- [Task item]:
What is needed is an exact copy of the entries below, with the pictures left out.

- [Available records]:
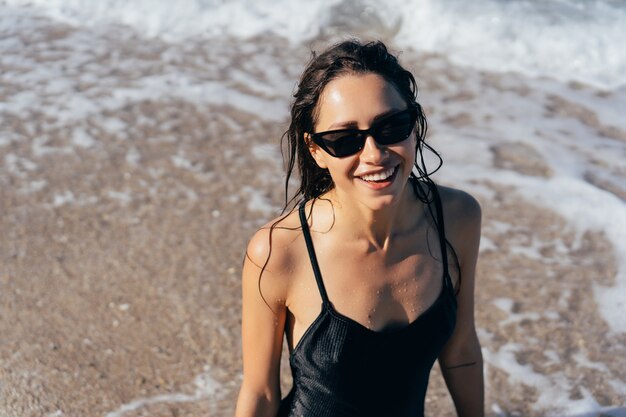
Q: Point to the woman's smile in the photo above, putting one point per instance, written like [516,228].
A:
[379,179]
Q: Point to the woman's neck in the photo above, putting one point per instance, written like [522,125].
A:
[378,227]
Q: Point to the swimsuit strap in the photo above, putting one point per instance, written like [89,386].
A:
[312,257]
[442,235]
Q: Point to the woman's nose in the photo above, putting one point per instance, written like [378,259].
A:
[372,150]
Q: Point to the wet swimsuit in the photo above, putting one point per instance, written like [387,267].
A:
[341,368]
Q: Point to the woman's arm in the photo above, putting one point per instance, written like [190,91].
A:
[461,360]
[262,328]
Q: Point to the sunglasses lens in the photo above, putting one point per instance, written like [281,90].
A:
[392,129]
[343,144]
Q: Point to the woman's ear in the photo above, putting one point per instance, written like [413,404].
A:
[317,153]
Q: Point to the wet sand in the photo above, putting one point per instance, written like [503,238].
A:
[122,246]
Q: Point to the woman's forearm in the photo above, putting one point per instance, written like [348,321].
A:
[466,385]
[250,404]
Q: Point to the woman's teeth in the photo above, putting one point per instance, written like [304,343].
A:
[379,176]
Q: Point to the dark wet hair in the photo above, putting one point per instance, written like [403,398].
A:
[348,57]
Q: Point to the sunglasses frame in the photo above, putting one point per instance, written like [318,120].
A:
[362,134]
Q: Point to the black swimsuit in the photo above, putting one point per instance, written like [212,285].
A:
[341,368]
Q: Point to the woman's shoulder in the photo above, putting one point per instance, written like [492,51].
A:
[274,246]
[462,215]
[459,205]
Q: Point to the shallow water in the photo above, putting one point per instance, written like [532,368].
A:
[134,169]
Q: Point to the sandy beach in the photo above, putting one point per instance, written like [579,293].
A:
[124,226]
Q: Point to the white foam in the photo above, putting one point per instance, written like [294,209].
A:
[567,39]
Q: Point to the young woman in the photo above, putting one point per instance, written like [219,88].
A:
[387,254]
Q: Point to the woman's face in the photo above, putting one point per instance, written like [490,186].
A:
[376,175]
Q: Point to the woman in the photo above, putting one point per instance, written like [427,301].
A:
[365,240]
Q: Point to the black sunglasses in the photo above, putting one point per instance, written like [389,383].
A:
[386,131]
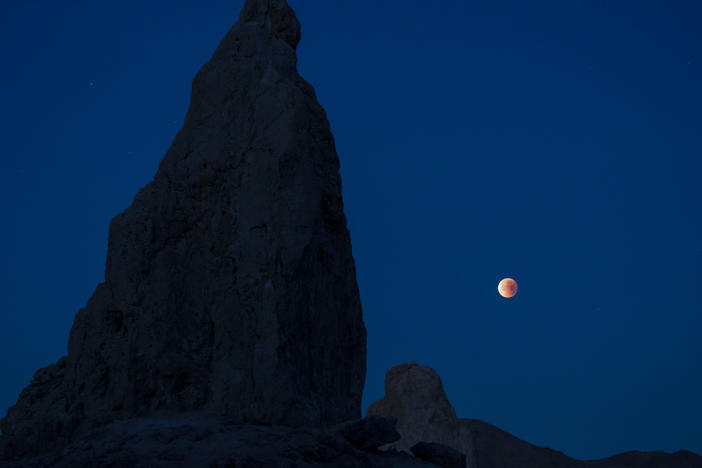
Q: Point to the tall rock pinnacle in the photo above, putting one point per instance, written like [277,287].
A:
[229,287]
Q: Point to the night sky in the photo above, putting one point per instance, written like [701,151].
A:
[558,143]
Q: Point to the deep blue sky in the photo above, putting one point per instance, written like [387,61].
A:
[559,143]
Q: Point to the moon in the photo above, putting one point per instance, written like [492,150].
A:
[507,287]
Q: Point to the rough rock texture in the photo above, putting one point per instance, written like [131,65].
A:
[229,285]
[439,454]
[371,432]
[415,396]
[186,442]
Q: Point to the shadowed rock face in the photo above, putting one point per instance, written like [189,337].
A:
[229,283]
[415,396]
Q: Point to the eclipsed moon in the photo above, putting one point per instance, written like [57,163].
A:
[507,287]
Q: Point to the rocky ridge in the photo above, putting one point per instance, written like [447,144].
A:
[415,396]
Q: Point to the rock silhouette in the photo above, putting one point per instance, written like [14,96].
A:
[229,287]
[415,396]
[228,331]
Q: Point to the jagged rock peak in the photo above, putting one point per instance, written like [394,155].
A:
[230,287]
[276,15]
[415,396]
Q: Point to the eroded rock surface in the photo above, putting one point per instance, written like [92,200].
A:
[199,442]
[229,284]
[415,396]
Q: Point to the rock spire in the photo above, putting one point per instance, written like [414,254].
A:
[230,288]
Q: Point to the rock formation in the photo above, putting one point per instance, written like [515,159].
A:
[415,396]
[229,286]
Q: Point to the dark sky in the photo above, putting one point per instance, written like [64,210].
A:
[559,143]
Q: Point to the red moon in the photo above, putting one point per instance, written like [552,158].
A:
[507,287]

- [Reply to the exercise]:
Q: Point to the woman's smile in the photo above, putting one point per instance, written like [516,228].
A:
[379,179]
Q: Point to the woman's neck in the photo above, putting one point per instance, written like [522,125].
A:
[378,227]
Q: Point to the swimsuit strap in the photo above, putting one point per instance, written like [89,386].
A:
[312,257]
[442,235]
Q: Point to the woman's nose in the photo above, putting one point per instance, written like [378,259].
A:
[372,150]
Q: Point to the wet swimsuit in the photo above, putting one point per instance, written like [387,267].
A:
[341,368]
Q: Point to the woman's arm in the photo above, putting one point per instance, written like [190,91].
A:
[461,360]
[262,328]
Q: Point to the sunglasses lens in the photo above, putting one point per instance, written like [281,90].
A:
[392,129]
[343,144]
Q: Point to the woman's ear in the photo above, putting one point per instance, written like [413,404].
A:
[317,153]
Q: Point to the wet sand in the photo above, putting one point per instance, written like [503,238].
A:
[122,246]
Q: Point to the woman's forearm in the photo above, putting one point per instance, written like [348,321].
A:
[466,385]
[250,404]
Q: Point to the woman's teeth in the photo above, putting one point per instance, written like [304,343].
A:
[379,176]
Q: Point to the dark wet hair in the photo above, putting one point per instance, written like [403,398].
A:
[348,57]
Q: Point to the sunglasses frame in the photo above, putting one point per instance, written like [318,120].
A:
[362,134]
Q: Point to the black swimsuit in the photo above, putting one point per instance, written like [212,285].
A:
[341,368]
Q: Point to the woman's shoulder in the photo above, putting one point per instance, written like [492,51].
A:
[274,246]
[462,215]
[459,205]
Q: Point to the shallow water in the photo above, putting one point per instance, written like [532,368].
A:
[134,169]
Q: Point to the sandy beach in the photo above, putting one point per instance, written like [579,293].
A:
[124,226]
Q: Point to the white foam in the photo above, putting one point per instance, written like [294,209].
A:
[567,39]
Q: Point to the young woman in the photo above, putting one point per instance, written like [219,88].
A:
[387,254]
Q: Point to the woman's face in the photo above, putting one point per instance, written like [490,186].
A:
[376,175]
Q: Point to the woman in the photo above, putting one point per instance, written like [427,301].
A:
[365,240]
Q: Point to the black sunglasses in the photo above, putting one point per instance, written like [389,383].
A:
[386,131]
Q: Point to the tall rock pinnacle in the photo above, putting one point per instance, written like [277,287].
A:
[229,287]
Q: Point to the night sky in the photo above, putting one point per instance, written like [701,151].
A:
[558,143]
Q: Point to the deep blue sky in the photo above, putting one point per instance, written like [387,61].
A:
[559,143]
Q: Point to the moon in the photo above, putting one point per instance, written like [492,150].
A:
[507,287]
Q: Point to the rough rock texture in the photo above, putting one point per instance, written like [131,65].
A:
[229,285]
[439,454]
[371,432]
[415,396]
[186,442]
Q: Point to the shadowed rock face in the photo above, putting one point per instance, written like [189,337].
A:
[229,283]
[415,396]
Q: Point to the eclipsed moon in the photo above, putting one point per instance, written like [57,163].
A:
[507,287]
Q: Point to the rocky ridge in the photo above, putting one point per instance, written like [447,144].
A:
[415,396]
Q: Point to the rock silhouette in the photo above, putting one point per instance, written like [14,96].
A:
[229,287]
[415,396]
[228,331]
Q: Point to the jagged rock peak in the photo above, putting one point per instance, written like [394,155].
A:
[230,287]
[276,15]
[415,396]
Q: Point to the eroded rock surface in the photo above, putting one point per instance, written like [92,200].
A:
[199,442]
[229,284]
[415,396]
Q: Point to the rock spire in the photo above, putting one point per instance, written like [414,254].
A:
[230,288]
Q: Point to the rock formation in the photo above, putting one point per instance, written like [515,159].
A:
[415,396]
[229,286]
Q: Point to the dark sky in the photo above, putting one point per instance, written like [64,210].
A:
[559,143]
Q: Point to the red moon in the photo above, putting one point per instance, written like [552,158].
A:
[507,287]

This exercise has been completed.